-- START --

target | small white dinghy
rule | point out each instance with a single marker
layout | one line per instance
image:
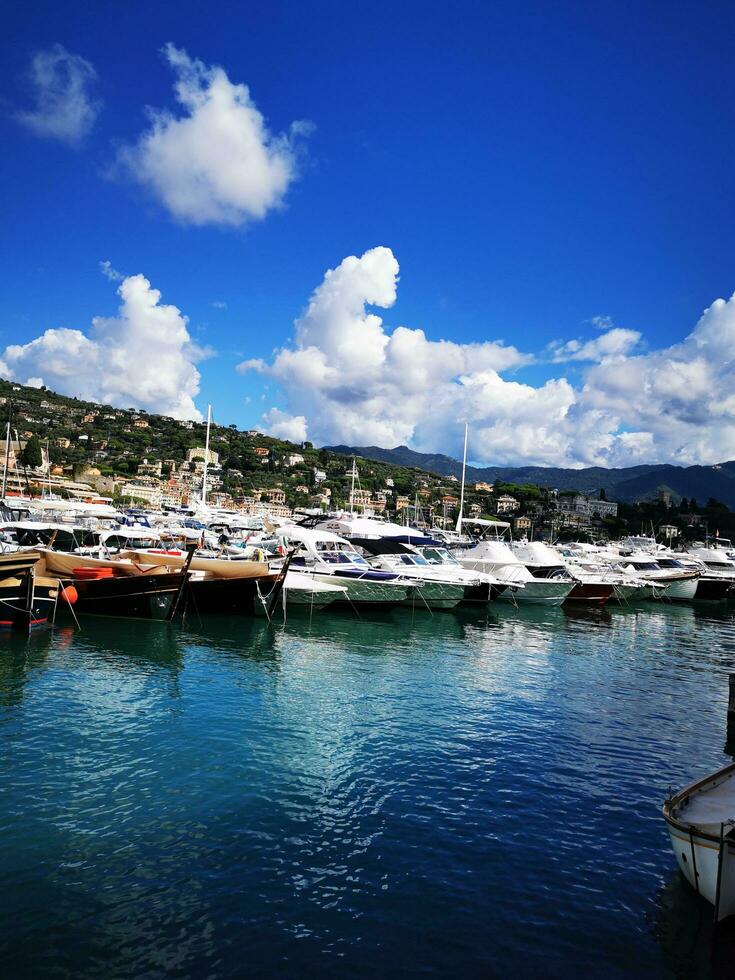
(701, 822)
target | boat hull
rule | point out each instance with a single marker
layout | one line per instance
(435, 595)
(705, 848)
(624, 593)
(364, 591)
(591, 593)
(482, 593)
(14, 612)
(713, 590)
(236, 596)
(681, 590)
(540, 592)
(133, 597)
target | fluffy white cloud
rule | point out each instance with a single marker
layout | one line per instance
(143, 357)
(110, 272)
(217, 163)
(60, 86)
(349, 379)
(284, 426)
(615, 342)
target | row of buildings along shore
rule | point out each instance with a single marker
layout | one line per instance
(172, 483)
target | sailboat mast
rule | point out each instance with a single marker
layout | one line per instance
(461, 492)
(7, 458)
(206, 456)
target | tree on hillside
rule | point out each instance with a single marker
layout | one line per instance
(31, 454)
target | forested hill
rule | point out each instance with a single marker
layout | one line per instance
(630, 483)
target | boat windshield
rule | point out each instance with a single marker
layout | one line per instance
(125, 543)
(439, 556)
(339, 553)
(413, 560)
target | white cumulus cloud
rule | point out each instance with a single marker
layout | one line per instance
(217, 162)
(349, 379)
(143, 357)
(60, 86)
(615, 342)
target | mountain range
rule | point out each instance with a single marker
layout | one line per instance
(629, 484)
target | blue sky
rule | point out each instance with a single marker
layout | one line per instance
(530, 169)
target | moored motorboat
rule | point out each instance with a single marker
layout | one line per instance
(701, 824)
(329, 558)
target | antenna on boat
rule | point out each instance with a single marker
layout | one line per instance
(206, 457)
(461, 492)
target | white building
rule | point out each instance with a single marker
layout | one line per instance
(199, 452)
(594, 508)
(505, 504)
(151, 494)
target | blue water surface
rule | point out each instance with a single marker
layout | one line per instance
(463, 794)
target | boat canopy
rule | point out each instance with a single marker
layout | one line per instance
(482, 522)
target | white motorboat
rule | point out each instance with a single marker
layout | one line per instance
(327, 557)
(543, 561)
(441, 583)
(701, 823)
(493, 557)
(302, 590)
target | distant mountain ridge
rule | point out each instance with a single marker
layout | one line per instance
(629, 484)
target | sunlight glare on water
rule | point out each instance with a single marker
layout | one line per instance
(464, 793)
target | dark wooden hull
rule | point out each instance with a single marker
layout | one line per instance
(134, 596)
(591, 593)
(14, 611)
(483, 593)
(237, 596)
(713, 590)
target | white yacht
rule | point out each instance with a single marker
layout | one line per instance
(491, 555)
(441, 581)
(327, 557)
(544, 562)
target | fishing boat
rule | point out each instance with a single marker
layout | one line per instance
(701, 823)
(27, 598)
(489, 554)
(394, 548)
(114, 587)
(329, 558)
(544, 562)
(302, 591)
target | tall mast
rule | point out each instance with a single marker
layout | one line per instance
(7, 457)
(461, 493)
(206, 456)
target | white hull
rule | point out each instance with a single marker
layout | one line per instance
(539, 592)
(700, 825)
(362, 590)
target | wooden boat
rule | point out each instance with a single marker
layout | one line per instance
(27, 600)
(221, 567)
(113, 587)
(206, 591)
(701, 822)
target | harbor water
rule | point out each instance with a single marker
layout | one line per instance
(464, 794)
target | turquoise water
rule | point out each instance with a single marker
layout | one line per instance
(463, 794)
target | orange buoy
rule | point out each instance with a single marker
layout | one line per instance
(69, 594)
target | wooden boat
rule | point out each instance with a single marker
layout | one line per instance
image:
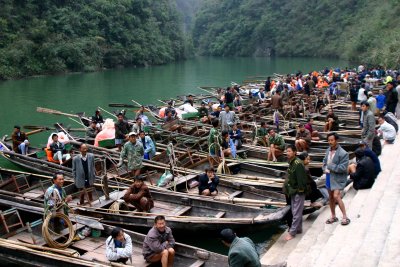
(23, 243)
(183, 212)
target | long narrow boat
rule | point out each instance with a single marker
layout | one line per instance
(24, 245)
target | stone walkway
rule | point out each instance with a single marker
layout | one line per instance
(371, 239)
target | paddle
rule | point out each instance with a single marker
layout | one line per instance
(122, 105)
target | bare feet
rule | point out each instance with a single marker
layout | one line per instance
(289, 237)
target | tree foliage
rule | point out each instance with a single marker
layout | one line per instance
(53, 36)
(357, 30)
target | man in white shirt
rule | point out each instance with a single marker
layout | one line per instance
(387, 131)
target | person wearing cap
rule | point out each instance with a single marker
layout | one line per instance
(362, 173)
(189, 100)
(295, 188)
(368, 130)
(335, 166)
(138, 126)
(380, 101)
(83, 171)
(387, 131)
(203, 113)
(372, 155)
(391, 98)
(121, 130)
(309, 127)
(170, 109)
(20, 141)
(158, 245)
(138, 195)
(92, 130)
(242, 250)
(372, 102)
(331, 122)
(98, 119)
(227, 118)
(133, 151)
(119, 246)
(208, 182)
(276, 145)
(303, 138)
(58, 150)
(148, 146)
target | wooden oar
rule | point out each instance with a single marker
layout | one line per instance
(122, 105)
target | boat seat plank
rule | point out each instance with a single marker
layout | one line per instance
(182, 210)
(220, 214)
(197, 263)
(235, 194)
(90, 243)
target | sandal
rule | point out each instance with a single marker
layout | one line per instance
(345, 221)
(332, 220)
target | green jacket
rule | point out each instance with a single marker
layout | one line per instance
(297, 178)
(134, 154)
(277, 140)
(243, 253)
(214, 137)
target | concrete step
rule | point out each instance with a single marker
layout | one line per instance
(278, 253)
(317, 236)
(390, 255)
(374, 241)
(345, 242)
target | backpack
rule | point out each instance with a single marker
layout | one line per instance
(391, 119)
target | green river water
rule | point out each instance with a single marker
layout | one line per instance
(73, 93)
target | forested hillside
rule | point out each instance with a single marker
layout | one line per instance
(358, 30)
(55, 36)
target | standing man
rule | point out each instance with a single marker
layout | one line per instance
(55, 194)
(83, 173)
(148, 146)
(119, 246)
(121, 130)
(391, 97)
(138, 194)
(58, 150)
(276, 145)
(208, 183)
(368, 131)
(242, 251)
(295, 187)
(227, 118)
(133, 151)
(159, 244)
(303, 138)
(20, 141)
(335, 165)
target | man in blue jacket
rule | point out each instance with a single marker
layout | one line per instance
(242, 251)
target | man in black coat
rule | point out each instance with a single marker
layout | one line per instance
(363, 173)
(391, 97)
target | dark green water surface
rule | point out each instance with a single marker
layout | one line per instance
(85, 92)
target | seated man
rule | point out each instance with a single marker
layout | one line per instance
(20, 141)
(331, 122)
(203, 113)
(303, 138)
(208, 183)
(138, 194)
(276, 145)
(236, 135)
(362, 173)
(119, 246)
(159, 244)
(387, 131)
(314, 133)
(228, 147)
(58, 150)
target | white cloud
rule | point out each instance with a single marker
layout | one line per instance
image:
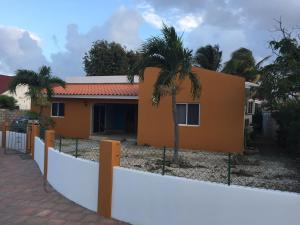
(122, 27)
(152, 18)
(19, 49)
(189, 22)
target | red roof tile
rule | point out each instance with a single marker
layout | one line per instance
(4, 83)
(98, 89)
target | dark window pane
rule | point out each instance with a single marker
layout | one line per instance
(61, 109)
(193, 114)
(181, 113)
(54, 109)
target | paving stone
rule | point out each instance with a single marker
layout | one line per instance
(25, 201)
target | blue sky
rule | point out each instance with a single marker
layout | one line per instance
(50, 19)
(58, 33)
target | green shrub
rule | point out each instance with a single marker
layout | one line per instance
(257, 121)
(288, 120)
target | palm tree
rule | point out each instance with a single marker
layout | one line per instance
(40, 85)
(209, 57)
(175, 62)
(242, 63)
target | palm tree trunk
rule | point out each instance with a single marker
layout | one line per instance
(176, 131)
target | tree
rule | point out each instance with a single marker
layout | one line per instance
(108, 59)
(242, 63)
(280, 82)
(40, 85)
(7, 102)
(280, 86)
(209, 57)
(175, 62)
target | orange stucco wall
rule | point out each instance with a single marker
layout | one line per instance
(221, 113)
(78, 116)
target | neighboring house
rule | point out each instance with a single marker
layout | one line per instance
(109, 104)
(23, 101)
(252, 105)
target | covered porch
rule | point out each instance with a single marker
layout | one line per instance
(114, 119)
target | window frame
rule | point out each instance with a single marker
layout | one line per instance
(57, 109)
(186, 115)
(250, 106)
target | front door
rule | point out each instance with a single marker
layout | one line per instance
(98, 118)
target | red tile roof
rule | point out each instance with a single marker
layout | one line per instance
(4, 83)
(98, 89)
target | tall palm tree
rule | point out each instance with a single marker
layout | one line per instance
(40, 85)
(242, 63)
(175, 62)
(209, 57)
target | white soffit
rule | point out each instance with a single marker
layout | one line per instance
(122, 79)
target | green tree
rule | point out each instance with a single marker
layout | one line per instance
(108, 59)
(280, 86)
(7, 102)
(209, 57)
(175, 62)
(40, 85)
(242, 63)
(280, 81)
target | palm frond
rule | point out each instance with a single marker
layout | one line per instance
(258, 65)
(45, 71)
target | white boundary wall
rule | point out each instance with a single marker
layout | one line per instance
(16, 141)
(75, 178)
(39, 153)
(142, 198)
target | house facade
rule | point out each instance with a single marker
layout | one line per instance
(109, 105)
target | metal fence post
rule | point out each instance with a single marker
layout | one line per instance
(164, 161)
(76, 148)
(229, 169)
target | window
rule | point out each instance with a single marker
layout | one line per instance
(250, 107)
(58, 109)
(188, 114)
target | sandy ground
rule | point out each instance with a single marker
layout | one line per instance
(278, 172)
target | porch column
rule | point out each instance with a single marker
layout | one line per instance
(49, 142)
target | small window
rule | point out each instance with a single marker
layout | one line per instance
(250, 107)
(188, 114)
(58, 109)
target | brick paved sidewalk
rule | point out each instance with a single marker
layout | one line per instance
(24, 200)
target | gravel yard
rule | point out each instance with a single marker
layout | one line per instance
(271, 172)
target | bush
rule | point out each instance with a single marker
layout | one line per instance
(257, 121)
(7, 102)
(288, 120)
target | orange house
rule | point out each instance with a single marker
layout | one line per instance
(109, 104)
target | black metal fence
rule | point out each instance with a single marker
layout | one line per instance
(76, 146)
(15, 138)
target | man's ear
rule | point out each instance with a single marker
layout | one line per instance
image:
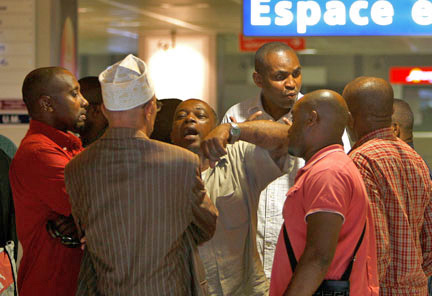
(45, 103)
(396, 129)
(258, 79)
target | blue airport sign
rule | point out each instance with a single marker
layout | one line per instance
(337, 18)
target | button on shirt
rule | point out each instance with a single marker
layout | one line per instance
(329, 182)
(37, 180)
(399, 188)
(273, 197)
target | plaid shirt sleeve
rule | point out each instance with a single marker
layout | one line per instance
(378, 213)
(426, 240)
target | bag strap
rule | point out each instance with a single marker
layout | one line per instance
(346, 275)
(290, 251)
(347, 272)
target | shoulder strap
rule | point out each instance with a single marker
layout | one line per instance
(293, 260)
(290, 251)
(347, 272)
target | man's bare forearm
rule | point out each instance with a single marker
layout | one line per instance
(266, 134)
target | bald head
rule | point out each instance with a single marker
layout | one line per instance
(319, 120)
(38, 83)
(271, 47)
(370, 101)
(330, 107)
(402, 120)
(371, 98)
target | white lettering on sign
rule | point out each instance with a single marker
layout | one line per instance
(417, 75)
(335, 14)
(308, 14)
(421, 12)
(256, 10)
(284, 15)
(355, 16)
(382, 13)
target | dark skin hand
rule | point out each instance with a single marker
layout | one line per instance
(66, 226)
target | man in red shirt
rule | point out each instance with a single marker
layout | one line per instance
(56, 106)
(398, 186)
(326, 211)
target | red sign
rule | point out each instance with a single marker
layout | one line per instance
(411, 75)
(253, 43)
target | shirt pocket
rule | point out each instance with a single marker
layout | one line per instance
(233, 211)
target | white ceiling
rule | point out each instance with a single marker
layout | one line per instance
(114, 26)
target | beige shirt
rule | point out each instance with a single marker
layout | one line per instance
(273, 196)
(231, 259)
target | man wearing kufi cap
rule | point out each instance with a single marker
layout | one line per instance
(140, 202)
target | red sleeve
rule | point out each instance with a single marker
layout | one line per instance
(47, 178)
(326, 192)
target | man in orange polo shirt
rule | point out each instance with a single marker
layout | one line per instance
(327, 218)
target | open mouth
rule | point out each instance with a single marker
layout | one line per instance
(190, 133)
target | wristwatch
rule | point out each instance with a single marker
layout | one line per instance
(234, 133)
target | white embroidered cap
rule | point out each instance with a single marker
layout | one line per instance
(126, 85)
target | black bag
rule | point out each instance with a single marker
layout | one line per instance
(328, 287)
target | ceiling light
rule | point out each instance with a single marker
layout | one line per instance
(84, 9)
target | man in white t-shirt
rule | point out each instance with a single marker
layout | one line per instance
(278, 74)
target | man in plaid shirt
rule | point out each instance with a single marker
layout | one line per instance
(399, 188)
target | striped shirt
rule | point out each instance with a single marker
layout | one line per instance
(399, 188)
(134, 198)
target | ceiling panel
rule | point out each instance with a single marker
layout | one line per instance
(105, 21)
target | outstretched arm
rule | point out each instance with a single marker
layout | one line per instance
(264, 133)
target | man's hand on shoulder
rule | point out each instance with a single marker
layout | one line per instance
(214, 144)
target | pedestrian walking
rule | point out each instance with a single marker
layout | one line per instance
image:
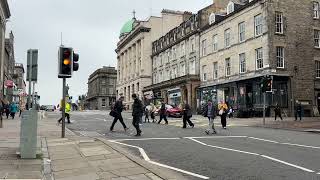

-- END --

## YOUR INSTRUCTIONS
Working from the line that contains "target | black bag" to the last line of the listing, please quote each line exactly, pictures excluded.

## FINISHED EXERCISE
target | black bag
rule | point out each instance with a single marker
layout | one line per instance
(328, 287)
target | ceiling light
rule | point out each instance with a single marker
layout | one line per instance
(84, 9)
target | man in white t-shirt
rule | point out each instance with a single marker
layout | one line per instance
(278, 74)
target | man in plaid shirt
rule | point out each instance with a single marker
layout | one line per instance
(399, 188)
target | striped shirt
rule | point out each instance with a single marker
layout | one line per instance
(399, 188)
(134, 198)
target | ceiling panel
rule | point out each instance with a single marker
layout | one line per instance
(105, 21)
target | outstretched arm
rule | point out each instance with a single marker
layout | one line per instance
(264, 133)
target | man's hand on shoulder
rule | point out each instance with a single marker
layout | one line per instance
(214, 144)
target | pedestrian walking
rule | point out each instance with a single marker
layout | one line per instance
image:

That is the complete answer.